Work item
Repeat the records verbatim and leave the pictures out of your copy.

Recorded data
_ _ _

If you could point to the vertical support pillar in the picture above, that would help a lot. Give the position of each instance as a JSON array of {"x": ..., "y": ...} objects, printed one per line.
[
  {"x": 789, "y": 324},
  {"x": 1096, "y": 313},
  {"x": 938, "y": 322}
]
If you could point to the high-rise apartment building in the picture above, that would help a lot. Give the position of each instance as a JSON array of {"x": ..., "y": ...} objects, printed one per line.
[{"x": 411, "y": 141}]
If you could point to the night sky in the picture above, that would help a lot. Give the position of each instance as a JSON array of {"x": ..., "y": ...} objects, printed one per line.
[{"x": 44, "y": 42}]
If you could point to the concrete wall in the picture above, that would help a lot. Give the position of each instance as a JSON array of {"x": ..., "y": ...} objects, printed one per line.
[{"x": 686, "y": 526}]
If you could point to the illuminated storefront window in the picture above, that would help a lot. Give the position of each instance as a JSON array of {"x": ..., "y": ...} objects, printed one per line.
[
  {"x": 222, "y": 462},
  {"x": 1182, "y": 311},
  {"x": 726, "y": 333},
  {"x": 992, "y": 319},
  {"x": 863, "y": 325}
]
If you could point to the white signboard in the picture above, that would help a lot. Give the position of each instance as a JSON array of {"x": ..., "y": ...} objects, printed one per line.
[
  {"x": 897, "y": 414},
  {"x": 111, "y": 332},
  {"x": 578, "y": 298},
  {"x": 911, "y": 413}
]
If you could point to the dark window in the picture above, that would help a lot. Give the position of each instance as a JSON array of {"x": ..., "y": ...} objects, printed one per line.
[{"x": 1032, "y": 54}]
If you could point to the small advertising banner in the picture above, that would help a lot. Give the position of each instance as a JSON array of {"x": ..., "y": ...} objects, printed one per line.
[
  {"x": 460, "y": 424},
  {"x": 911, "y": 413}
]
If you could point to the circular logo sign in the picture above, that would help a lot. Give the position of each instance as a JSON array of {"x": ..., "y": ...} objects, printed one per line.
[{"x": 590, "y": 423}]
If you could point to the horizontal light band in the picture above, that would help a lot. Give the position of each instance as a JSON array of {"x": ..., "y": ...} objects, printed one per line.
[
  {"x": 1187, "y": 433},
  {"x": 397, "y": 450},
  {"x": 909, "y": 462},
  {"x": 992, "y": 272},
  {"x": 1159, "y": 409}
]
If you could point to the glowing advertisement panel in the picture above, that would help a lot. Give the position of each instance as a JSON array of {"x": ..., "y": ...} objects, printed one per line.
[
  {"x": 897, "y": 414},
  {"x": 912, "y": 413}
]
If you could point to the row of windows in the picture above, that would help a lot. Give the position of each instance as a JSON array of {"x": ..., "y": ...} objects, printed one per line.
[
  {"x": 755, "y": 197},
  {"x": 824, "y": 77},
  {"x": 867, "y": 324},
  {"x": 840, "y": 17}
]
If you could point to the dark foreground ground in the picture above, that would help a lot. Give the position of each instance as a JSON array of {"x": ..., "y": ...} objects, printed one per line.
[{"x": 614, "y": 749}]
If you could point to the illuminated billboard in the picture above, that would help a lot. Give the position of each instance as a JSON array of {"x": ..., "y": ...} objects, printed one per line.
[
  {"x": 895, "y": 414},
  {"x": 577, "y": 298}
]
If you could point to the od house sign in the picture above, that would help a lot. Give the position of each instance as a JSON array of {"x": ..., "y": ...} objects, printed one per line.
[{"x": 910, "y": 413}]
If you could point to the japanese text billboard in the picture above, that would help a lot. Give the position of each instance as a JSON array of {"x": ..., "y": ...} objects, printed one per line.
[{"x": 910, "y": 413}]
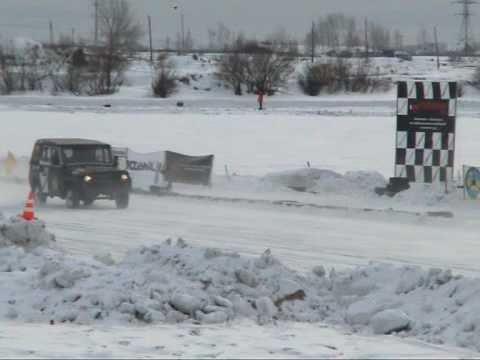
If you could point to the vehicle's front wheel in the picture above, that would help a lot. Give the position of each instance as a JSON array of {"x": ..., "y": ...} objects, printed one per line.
[
  {"x": 88, "y": 202},
  {"x": 40, "y": 198},
  {"x": 72, "y": 200},
  {"x": 122, "y": 200}
]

_ _ _

Exercise solution
If you could point to the vertical support pillar in the picture above, that would help a lot. Give the position of each instance as a JSON array of {"x": ..., "y": ...} objects, printed one per line.
[
  {"x": 789, "y": 324},
  {"x": 1096, "y": 313},
  {"x": 938, "y": 322}
]
If you could point to the high-rise apartment building in the picture above, that would help a lot. Give the position of each instance as a JSON array of {"x": ..., "y": ...} objects, printed one per line.
[{"x": 411, "y": 141}]
If you could point to the night sky in the picture above, that would help a lot. Give the position of each instance as a JSON array of {"x": ..., "y": ...} objects, printed one per line.
[{"x": 44, "y": 42}]
If you could point to the concrete wall in the picture above, that would help a lot. Give the position of each instance as a JSON array of {"x": ..., "y": ...} objects, printed one per line.
[{"x": 686, "y": 526}]
If you could point to the illuminated storefront window in the picture above, that would help a lot. Give the position of each instance as a JSON array of {"x": ..., "y": ...} objects, printed one per line.
[
  {"x": 222, "y": 462},
  {"x": 1182, "y": 311},
  {"x": 726, "y": 333},
  {"x": 992, "y": 319},
  {"x": 863, "y": 325}
]
If you could point to the white signboard in the picture above, that would help a lot. Give the position of each instance as a JSON array of {"x": ..., "y": ...} objects, printed one per line.
[
  {"x": 897, "y": 414},
  {"x": 111, "y": 332},
  {"x": 578, "y": 298},
  {"x": 911, "y": 413}
]
If you could point to the dark window in the picture above, that would help a lot. Give the position of each instance as a JSON array of {"x": ..., "y": ...} objects, printed one per line.
[{"x": 1032, "y": 54}]
If you could point to the small advertising banner in the picture above, that would help a lot. Give the position of each instance as a JSON array of {"x": ..., "y": ...} objects, printed one per line.
[
  {"x": 460, "y": 424},
  {"x": 911, "y": 413}
]
If you could point to the circular logo sign in the picture above, that would help a lot. Give the position of each instance as a JSON array of {"x": ..., "y": ...} objects, printed one per line.
[{"x": 590, "y": 423}]
If you could point to the horizontal light band in the picture above, that would help a lot. Give the position of each instance as a JSON array of {"x": ..., "y": ...} objects, printed one per line.
[
  {"x": 1187, "y": 433},
  {"x": 397, "y": 450},
  {"x": 909, "y": 462},
  {"x": 992, "y": 272},
  {"x": 1159, "y": 409}
]
If you could point to the glowing advertisement panel in the picture above, that would help a lot. Give the position of each instance as a JSON array of {"x": ..., "y": ...} objects, printed one per line.
[
  {"x": 897, "y": 414},
  {"x": 912, "y": 413}
]
If you could point to the row of windows in the picture above, that would help a lot. Give the position of each instance as a JSON array of {"x": ..., "y": ...} objects, printed one per line.
[
  {"x": 755, "y": 197},
  {"x": 824, "y": 77},
  {"x": 867, "y": 324},
  {"x": 840, "y": 17}
]
If you could point to the dark foreground ground in the picture above, that would help a lot. Give the position of each instance as a JSON array of {"x": ..., "y": ...} objects, printed one per line.
[{"x": 614, "y": 749}]
If you could point to the illuminated billboard in the picture above, that would help a lot. Give the position of each instance as a JSON array of {"x": ..., "y": ...} objects, printed one per line.
[
  {"x": 895, "y": 414},
  {"x": 577, "y": 298}
]
If you could point to the od house sign in the picture above, that would help a lot. Give the position of each instance as a JSON array of {"x": ..., "y": ...} objects, printed one per line.
[{"x": 910, "y": 413}]
If you could point to the japanese text billboard in the picture above, that would help a lot. Give the position of each instance as a JSON array of {"x": ..., "y": ...} objects, printed one per line.
[{"x": 910, "y": 413}]
If you could point to the vehicle's front wheel in the picture above, that would help a lot. Give the position of each instance as a JSON array of {"x": ..., "y": ...} objects, printed one per line.
[
  {"x": 88, "y": 202},
  {"x": 40, "y": 198},
  {"x": 72, "y": 200},
  {"x": 122, "y": 200}
]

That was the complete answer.